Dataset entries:
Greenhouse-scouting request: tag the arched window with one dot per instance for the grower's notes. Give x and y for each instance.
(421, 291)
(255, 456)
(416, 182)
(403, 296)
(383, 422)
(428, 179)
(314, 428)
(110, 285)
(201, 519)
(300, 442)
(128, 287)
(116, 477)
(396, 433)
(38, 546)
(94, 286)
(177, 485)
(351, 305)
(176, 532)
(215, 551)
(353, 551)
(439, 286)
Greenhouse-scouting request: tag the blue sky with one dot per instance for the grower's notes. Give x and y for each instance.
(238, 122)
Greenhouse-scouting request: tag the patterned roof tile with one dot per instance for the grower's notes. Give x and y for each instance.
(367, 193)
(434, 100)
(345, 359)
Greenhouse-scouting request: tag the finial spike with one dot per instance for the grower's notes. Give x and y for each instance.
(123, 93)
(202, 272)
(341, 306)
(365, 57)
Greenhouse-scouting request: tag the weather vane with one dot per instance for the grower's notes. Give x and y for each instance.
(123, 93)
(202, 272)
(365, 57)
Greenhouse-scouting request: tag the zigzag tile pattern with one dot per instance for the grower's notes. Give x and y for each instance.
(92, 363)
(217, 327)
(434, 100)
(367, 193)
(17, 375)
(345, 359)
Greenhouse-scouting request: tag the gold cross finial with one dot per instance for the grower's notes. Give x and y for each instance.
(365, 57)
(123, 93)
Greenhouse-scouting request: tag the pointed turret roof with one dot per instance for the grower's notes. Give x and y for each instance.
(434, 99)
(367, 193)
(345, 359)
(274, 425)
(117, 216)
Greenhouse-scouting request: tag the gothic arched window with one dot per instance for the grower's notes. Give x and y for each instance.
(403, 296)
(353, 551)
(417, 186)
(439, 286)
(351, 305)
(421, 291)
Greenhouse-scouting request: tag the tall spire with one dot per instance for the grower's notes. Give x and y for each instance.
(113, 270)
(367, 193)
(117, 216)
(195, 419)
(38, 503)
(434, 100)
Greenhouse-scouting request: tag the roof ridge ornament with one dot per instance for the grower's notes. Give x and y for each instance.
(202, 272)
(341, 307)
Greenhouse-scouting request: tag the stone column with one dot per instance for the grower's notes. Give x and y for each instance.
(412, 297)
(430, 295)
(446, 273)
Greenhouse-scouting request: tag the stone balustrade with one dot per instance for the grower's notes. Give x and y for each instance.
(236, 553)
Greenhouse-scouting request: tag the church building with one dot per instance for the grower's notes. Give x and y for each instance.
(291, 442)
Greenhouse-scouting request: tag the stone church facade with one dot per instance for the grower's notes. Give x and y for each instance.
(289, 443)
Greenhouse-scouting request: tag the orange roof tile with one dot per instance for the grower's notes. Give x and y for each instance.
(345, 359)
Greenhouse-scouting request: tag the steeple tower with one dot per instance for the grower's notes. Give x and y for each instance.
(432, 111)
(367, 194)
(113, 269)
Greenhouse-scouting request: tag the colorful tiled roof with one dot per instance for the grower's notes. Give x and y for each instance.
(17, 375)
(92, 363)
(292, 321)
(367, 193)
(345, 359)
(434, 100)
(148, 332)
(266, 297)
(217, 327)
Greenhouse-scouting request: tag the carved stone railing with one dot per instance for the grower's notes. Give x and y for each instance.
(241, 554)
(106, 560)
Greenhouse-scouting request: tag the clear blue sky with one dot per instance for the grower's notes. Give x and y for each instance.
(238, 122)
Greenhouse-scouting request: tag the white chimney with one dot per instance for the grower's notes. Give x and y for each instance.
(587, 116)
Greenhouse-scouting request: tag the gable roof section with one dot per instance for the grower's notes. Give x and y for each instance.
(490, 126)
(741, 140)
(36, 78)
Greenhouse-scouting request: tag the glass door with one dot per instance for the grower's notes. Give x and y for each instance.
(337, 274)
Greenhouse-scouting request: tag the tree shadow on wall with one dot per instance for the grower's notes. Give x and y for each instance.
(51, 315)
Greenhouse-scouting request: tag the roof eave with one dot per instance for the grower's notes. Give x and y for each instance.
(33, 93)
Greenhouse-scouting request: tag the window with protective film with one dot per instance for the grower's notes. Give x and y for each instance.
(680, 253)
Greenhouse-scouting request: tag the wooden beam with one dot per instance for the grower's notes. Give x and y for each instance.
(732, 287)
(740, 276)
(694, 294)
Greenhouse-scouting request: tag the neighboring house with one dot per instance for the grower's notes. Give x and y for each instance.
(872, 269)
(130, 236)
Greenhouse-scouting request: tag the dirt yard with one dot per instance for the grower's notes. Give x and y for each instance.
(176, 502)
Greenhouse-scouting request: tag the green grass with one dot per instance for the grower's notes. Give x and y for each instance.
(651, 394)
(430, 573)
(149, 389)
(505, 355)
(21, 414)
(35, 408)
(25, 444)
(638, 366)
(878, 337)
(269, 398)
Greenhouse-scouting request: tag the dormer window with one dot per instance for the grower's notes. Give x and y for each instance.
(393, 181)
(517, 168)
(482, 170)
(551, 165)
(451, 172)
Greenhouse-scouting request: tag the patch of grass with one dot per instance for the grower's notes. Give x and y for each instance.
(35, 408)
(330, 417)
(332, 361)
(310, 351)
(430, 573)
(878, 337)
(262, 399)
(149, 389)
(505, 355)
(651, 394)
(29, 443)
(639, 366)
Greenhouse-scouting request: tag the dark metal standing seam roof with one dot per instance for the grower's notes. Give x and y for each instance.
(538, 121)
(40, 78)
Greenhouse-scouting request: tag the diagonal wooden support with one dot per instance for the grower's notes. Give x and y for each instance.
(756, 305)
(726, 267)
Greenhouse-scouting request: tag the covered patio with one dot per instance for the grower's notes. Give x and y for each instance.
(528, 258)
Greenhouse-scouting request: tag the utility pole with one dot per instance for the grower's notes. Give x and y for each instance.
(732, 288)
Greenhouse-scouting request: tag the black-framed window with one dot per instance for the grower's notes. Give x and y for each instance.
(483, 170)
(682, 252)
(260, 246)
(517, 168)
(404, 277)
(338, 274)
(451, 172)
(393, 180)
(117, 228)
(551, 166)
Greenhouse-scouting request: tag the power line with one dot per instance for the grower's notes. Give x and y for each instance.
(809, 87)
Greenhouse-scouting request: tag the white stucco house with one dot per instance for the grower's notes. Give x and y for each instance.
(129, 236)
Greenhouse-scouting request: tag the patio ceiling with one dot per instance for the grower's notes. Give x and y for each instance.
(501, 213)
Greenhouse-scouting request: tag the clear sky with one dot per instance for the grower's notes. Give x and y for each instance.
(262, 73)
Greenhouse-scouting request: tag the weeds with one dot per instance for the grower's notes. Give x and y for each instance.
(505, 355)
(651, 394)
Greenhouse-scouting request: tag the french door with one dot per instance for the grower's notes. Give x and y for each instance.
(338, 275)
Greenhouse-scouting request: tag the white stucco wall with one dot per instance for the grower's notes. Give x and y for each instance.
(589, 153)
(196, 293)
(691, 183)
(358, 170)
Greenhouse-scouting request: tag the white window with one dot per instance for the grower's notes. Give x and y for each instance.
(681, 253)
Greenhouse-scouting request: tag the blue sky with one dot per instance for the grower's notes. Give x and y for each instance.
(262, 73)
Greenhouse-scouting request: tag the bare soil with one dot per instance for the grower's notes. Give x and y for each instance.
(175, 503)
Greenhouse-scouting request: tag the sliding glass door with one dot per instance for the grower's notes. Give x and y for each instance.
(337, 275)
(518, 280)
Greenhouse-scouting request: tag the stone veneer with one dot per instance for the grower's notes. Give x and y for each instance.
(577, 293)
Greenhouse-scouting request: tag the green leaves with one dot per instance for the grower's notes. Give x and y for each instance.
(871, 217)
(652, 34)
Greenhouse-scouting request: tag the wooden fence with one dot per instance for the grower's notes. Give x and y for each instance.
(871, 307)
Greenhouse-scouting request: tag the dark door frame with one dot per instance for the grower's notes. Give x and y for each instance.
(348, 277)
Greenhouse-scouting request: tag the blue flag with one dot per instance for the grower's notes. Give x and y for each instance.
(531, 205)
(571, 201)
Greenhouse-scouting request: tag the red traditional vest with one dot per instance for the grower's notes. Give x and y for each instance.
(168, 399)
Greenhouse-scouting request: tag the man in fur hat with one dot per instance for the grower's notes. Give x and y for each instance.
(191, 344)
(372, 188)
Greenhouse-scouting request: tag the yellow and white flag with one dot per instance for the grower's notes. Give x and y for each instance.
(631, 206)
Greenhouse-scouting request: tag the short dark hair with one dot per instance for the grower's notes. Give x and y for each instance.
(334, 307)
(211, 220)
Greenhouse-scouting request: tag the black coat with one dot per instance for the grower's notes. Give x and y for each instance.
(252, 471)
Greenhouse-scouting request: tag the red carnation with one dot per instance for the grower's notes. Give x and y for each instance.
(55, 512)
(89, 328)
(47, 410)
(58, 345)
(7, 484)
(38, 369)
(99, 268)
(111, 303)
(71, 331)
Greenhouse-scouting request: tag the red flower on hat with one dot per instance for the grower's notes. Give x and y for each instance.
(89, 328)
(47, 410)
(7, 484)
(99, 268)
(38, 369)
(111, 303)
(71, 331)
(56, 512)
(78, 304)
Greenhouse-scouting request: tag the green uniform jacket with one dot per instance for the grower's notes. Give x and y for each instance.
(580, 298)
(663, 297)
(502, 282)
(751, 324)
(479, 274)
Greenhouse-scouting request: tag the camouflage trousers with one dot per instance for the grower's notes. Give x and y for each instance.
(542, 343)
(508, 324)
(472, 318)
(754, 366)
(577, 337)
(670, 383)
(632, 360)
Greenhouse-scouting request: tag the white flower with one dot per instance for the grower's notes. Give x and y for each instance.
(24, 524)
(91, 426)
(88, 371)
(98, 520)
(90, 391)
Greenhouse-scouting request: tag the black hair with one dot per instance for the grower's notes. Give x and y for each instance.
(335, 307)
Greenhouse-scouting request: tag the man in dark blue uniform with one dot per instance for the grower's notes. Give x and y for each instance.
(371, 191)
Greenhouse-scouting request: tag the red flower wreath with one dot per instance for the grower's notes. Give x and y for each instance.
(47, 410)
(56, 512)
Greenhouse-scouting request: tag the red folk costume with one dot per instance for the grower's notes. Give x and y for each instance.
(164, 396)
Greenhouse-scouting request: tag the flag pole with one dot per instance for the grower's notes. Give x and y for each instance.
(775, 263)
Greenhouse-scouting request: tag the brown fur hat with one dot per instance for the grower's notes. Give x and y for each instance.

* _WORK REQUIRED_:
Starting at the line that contains "Greenhouse-scouting request: tag the red flower wreath" and ending at the last line of the data, repeat each line exactly; include nothing else.

* _ANSWER SPACE_:
Greenhouse-scouting request: tag the red flower wreath with one dot per instance for the grower's notes. Give x and y for each instance.
(47, 410)
(56, 512)
Greenhouse-scouting request: tag the red folk costume with one dot per instance for the grower's notes. Give x and y for each instance.
(164, 396)
Greenhouse-scouting request: tag the flag pole with one dot per instance for the grower's notes. Give x and y for each instance.
(775, 263)
Greenhouse-scouting request: tag the brown fur hat with one dot per instance for the grower's notes. Give x and y for each instance.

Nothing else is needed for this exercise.